• _İncelenecek metin_:
Avrupa Birliği ile Türkiye arasındaki mülteci anlaşması Brüksel-Ankara hattındaki ilişkilerdeki kilit konumunu sürdürüyor. Yaşanan iniş çıkışlara, gerginlik düzeyi yüksek karşılıklı açıklamalara ve ciddi soru işaretlerine rağmen her iki taraf da 18 Mart mutabakatının sürdürülmesinden yana. Son dönemde Türkiye konusunda sert çıkışları ve ciddi eleştirileriyle dikkat çeken Avrupa Parlamentosu Başkanı Martin Schulz da bu görüşte olanlardan.
Schulz anlaşmanın geleceği konusunda üye ülkelerde yapılan spekülasyonlara katılmadığını net şekilde ortaya koydu. Alman medyasına konuşan Schulz, “Mülteci mutabakatı bozulmayacaktır. Geçen sürede Türkiye bu alanda güvenilir bir ortak olmuştur” dedi.
Türkiye konusunda insan hakları ve basın özgürlüğü konusundaki görüşlerinin değişmediğini ve bu konuda eleştirel olmayı sürdürdüğünün altını da net şekilde çizen Schulz, sığınmacılar konusunda Türkiye’nin yaptıklarının takdire şayan olduğunu vurguladı.

• _Veriler_:
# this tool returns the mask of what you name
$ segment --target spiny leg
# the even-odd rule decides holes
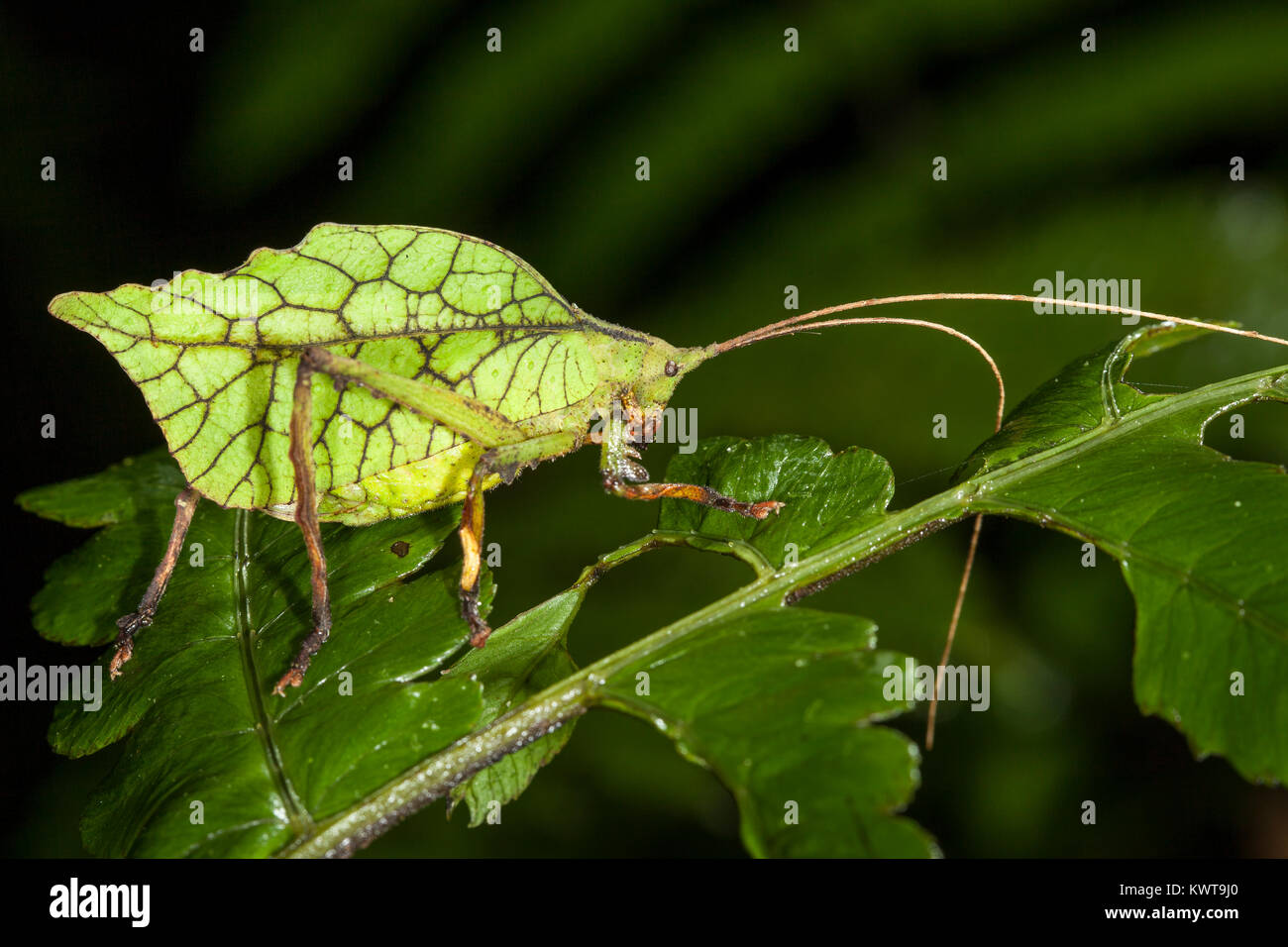
[[[192,524],[192,515],[197,512],[200,499],[201,493],[192,487],[174,499],[174,526],[170,528],[170,541],[166,544],[165,557],[162,557],[156,572],[152,573],[152,581],[148,584],[147,591],[143,593],[143,598],[139,599],[138,609],[116,621],[120,631],[116,635],[116,653],[112,655],[109,665],[113,679],[121,675],[121,665],[134,656],[134,635],[138,634],[139,629],[151,625],[152,618],[156,617],[157,604],[165,595],[170,576],[174,575],[174,567],[183,551],[183,537],[188,535],[188,527]]]
[[[331,634],[331,591],[326,584],[326,553],[322,550],[322,530],[318,524],[317,469],[313,465],[313,374],[316,368],[307,356],[300,358],[295,371],[295,396],[291,405],[291,466],[295,468],[295,522],[304,535],[309,553],[310,582],[313,586],[313,631],[304,639],[291,669],[282,675],[273,693],[285,694],[287,687],[299,687],[309,661]]]
[[[778,513],[786,506],[778,500],[761,500],[760,502],[734,500],[732,496],[717,493],[710,487],[699,487],[696,483],[631,483],[613,472],[603,472],[603,478],[604,490],[626,500],[662,500],[665,497],[689,500],[752,519],[764,519],[770,513]]]
[[[461,617],[470,626],[470,644],[482,648],[492,629],[479,616],[479,579],[483,572],[483,487],[487,478],[500,473],[507,483],[519,466],[546,457],[567,454],[580,445],[577,435],[558,432],[493,447],[479,457],[465,488],[461,510]]]
[[[717,493],[710,487],[696,483],[650,483],[648,470],[639,463],[639,451],[621,433],[605,437],[600,450],[599,475],[604,490],[626,500],[662,500],[671,497],[711,506],[717,510],[737,513],[752,519],[764,519],[770,513],[778,513],[786,504],[778,500],[744,502],[732,496]]]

• _Çalışma görevi A_:
Lütfen mülteci anlaşması metninden "Schulz anlaşmanın geleceği" ifadesinden başlayıp "şayan olduğunu vurguladı." ifadesi de dahil olmak üzere olan bölümü değiştirmeden geri verin.
• _Çalışma görevi B_:
Mülteci anlaşması metnini iki cümleyle özetleyin.

• _Problem çözümü A_:
Schulz anlaşmanın geleceği konusunda üye ülkelerde yapılan spekülasyonlara katılmadığını net şekilde ortaya koydu. Alman medyasına konuşan Schulz, “Mülteci mutabakatı bozulmayacaktır. Geçen sürede Türkiye bu alanda güvenilir bir ortak olmuştur” dedi.
Türkiye konusunda insan hakları ve basın özgürlüğü konusundaki görüşlerinin değişmediğini ve bu konuda eleştirel olmayı sürdürdüğünün altını da net şekilde çizen Schulz, sığınmacılar konusunda Türkiye’nin yaptıklarının takdire şayan olduğunu vurguladı.

• _Problem çözümü B_:
Avrupa Birliği ile Türkiye arasındaki mülteci anlaşması ilişkilerdeki kilit konumunu sürdürüyor ve her iki taraf da 18 Mart mutabakatının sürdürülmesinden yana. Avrupa Parlamentosu Başkanı Martin Schulz, insan hakları ve basın özgürlüğü konusundaki eleştirilerini sürdürse de anlaşmanın bozulmayacağını söyledi ve Türkiye'nin sığınmacılar konusunda yaptıklarının takdire şayan olduğunu vurguladı.